Supplied text ::
[START]

Covariance Formula
Reference for covariance Cov(X,Y) = E[(X-μx)(Y-μy)].
Explains positive, negative, and zero covariance with examples for portfolio analysis and data science.
The Formula
Covariance measures the direction of the relationship between two variables. A positive value means they tend to increase together. A negative value means one increases as the other decreases.
Variables
| Symbol | Meaning |
|---|---|
| Cov(X, Y) | Covariance between variables X and Y |
| xᵢ, yᵢ | Individual data points |
| x̄, ȳ | Mean (average) of X and Y |
| n | Number of data points |
Example 1
Find covariance for X = {1, 2, 3} and Y = {2, 4, 5}
x̄ = (1+2+3)/3 = 2, ȳ = (2+4+5)/3 = 3.67
Σ(xᵢ - x̄)(yᵢ - ȳ) = (1-2)(2-3.67) + (2-2)(4-3.67) + (3-2)(5-3.67)
= (-1)(-1.67) + (0)(0.33) + (1)(1.33) = 1.67 + 0 + 1.33 = 3.0
Cov(X,Y) = 3.0 / (3-1) = 1.5 (positive — they increase together)
Interpreting Covariance
- Cov > 0: Variables tend to move in the same direction
- Cov < 0: Variables tend to move in opposite directions
- Cov ≈ 0: No clear linear relationship
When to Use It
Use covariance when:
- Building an investment portfolio (diversification analysis)
- Performing linear regression analysis
- Exploring relationships between variables in data science
- Calculating the correlation coefficient (which normalizes covariance)

[END]

Your objective :: Return the part of the covariance reference from "Interpreting Covariance" up to and including "(which normalizes covariance)", word for word.

Collection entries ::
[START]

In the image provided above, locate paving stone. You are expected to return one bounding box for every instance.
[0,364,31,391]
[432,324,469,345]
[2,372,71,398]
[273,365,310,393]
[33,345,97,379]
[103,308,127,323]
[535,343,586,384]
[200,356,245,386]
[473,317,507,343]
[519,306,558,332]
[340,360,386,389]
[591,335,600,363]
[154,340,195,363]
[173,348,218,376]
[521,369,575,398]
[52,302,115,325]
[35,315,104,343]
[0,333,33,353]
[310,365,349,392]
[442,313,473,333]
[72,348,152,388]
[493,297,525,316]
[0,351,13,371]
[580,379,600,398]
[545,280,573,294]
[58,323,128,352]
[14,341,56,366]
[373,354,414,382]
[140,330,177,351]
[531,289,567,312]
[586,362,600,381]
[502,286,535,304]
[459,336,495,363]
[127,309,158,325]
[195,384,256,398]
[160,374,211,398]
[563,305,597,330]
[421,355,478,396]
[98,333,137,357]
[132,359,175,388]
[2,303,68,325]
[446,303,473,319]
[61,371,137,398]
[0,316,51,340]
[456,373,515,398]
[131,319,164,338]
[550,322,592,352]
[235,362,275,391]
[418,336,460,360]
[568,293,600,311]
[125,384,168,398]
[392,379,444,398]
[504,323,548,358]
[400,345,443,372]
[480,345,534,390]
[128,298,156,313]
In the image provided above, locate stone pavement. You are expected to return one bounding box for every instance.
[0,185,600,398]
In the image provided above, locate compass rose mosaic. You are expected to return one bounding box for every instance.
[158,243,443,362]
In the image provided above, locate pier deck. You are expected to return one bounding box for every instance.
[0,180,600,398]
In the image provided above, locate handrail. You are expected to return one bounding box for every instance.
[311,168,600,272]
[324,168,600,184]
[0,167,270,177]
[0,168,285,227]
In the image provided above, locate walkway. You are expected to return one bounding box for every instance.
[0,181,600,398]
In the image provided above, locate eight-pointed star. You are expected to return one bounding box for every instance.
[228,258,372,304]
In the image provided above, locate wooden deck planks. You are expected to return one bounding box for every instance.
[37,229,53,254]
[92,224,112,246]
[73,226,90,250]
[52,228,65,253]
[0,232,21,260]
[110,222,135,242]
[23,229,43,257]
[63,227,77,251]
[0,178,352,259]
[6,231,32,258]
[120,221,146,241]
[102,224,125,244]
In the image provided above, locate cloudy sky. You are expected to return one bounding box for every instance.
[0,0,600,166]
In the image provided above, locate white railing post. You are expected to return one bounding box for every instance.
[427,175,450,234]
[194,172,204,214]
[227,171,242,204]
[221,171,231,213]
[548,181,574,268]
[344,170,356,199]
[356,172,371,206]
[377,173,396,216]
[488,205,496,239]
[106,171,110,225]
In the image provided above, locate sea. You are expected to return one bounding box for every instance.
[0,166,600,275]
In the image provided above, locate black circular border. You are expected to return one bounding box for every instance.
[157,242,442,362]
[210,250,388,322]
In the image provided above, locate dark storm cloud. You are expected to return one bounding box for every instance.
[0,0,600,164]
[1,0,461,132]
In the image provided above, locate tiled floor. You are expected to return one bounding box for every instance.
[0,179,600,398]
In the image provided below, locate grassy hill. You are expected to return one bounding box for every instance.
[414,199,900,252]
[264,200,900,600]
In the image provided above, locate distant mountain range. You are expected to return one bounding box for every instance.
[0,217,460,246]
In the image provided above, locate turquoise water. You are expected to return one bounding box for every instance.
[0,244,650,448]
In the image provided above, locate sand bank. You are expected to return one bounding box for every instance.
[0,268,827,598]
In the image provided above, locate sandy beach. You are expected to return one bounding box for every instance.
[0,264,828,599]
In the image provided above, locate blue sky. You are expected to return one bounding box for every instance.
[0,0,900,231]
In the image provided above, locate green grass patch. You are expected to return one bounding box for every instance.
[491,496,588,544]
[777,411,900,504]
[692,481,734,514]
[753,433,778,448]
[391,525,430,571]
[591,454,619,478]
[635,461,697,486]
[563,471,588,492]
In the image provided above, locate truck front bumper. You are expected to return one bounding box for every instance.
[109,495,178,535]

[END]

Problem solution ::
Interpreting Covariance
- Cov > 0: Variables tend to move in the same direction
- Cov < 0: Variables tend to move in opposite directions
- Cov ≈ 0: No clear linear relationship
When to Use It
Use covariance when:
- Building an investment portfolio (diversification analysis)
- Performing linear regression analysis
- Exploring relationships between variables in data science
- Calculating the correlation coefficient (which normalizes covariance)